**THE INPUT**
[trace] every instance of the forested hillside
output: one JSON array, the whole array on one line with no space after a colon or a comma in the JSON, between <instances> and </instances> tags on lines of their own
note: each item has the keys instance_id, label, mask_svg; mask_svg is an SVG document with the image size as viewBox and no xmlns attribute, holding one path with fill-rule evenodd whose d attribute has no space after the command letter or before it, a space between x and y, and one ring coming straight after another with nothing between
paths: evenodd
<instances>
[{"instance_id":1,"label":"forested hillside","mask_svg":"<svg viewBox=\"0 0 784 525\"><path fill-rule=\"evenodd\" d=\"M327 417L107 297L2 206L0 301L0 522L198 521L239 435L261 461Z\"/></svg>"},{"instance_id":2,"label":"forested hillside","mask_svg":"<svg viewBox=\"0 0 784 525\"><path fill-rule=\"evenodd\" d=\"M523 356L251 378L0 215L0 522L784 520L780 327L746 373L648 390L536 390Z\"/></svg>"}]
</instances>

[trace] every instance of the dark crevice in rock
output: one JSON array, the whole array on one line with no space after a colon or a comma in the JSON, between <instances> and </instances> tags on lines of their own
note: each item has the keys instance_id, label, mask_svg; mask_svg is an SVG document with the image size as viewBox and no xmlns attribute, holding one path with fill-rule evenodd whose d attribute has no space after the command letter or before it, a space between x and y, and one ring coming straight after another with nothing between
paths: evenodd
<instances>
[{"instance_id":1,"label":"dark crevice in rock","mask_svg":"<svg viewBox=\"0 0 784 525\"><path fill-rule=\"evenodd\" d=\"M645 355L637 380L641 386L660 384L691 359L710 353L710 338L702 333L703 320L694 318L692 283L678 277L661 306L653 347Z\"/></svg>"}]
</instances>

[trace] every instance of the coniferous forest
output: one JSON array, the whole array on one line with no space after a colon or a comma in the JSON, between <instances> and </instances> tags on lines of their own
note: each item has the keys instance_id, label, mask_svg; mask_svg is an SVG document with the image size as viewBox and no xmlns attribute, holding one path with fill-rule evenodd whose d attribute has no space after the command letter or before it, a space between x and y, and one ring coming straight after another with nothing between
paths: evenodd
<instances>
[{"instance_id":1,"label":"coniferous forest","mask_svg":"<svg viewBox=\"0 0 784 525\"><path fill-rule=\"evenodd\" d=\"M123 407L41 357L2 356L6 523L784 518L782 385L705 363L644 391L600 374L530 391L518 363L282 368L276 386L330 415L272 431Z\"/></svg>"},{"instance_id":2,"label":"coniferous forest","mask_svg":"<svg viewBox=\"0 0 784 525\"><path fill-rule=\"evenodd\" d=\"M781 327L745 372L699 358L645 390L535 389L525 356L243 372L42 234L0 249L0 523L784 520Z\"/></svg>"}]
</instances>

==

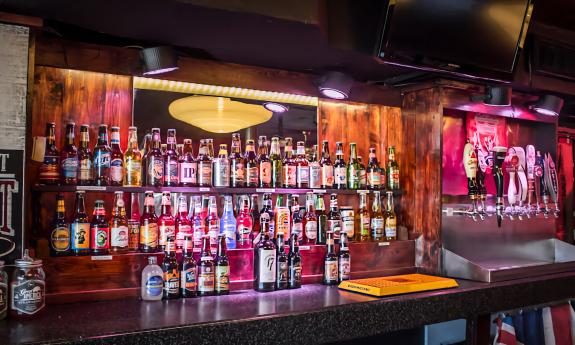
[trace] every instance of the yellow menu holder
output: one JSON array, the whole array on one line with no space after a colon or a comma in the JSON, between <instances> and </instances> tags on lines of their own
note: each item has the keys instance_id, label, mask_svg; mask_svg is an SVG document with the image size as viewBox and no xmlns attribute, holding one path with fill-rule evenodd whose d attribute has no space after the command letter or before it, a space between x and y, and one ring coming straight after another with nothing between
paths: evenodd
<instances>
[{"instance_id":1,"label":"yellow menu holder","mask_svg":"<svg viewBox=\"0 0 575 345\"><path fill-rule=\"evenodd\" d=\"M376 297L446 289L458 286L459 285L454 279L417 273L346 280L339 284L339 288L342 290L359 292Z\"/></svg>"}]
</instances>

**THE TASK**
A line counts if it includes the string "trace". State how many such lines the entries have, with no other text.

**SOLUTION TO THIS TASK**
4